WHAT NEEDS TO BE DONE. Retype every row below without changing a single character.

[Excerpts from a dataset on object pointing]
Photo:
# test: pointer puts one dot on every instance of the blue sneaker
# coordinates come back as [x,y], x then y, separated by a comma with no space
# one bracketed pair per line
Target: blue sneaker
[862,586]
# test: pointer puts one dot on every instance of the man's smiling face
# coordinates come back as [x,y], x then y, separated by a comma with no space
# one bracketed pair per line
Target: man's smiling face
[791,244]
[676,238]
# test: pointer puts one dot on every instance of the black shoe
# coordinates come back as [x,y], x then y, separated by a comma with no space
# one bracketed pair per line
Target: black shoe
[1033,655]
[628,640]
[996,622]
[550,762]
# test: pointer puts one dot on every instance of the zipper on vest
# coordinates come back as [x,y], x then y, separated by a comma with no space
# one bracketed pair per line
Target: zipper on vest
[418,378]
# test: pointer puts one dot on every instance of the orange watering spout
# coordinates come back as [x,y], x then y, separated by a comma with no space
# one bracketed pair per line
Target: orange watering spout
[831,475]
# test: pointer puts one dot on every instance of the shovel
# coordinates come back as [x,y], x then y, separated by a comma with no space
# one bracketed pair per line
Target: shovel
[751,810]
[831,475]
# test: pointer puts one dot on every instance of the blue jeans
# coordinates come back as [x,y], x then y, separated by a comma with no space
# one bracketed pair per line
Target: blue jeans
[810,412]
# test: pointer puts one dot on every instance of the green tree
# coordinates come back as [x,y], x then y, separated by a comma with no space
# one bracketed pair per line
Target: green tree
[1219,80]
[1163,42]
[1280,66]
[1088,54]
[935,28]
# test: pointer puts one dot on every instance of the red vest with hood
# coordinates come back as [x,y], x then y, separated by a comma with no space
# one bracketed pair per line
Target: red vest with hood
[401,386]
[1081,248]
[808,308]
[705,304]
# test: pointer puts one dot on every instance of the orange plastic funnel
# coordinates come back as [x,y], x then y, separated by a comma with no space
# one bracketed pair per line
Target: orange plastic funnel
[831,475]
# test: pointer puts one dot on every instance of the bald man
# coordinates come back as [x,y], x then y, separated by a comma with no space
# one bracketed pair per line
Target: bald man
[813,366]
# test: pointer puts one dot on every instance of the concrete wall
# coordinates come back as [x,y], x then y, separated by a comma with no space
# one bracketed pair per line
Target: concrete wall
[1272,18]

WRITTEN SOLUTION.
Photo:
# test: pointer puts one dot on every instance of the blue sneaker
# coordinates come back as [x,y], x then y, separated by a comma with no space
# one bracketed pair per line
Target: blue sneaker
[862,586]
# test: pointer puts one dot on every instance of the man's smiling face
# coordinates come back as [x,y], x then y, separated by a comma with no space
# one bracketed pair per line
Target: man's smiling face
[791,244]
[676,238]
# test: pointer puts one dot on every instance of the black shoe
# coordinates come back as [x,y], x then y, separated by a comma with no space
# one bracketed pair per line
Target: black shoe
[1033,655]
[628,640]
[996,622]
[550,762]
# test: pointer puts one dot on every instance of the zipper on vest
# coordinates come back as [x,y], x then y, separated by a comma with no space
# one bracketed pair per line
Target: zipper on vest
[418,378]
# test: pointer puts one dot on every instance of the orange watering spout
# coordinates come back as [x,y], x then y, separated by a comma with no space
# one bracketed pair per line
Target: orange watering spout
[831,475]
# test: pointer puts one dot on every instance of the shovel
# coordinates come back as [x,y], x then y, separated by a comma with no space
# one bracketed pair per line
Target: shovel
[751,810]
[831,475]
# test: pointer puts one dot on every instance of the blue jeans
# coordinates come back as [x,y], x then y, separated by a comma with no space
# one bracketed pair per line
Target: blue jeans
[810,412]
# test: pointer puts one dot on every instance of the green tree
# coordinates come back as [x,y], x then y, separated by a comma with no space
# one bracketed pair per line
Target: green tree
[1219,80]
[1163,42]
[1280,66]
[1088,54]
[935,28]
# test: pointer puts one dot on every instance of the red vest with hood
# coordinates come back as [x,y], x then y, separated by a comma with no space
# one bracketed pair per line
Target: red vest with hood
[401,386]
[1081,248]
[808,308]
[705,304]
# test: pointer puts one dot on every instance of the orange plastic funnel
# coordinates come back as [x,y], x then y, separated by a comma with no space
# one bracketed pair per line
Target: orange plastic funnel
[831,475]
# test: pointer puts one dot on every instance of the bald man
# coordinates come back as [x,y], x then y, separated by a comma with no space
# one bracketed pair per line
Target: bald man
[813,366]
# test: pointer puts one dot on every instance of the concrete wall
# coordinates come back as [x,y], x then y, separated by a comma with no space
# one bracketed pair per line
Target: concrete wall
[1272,18]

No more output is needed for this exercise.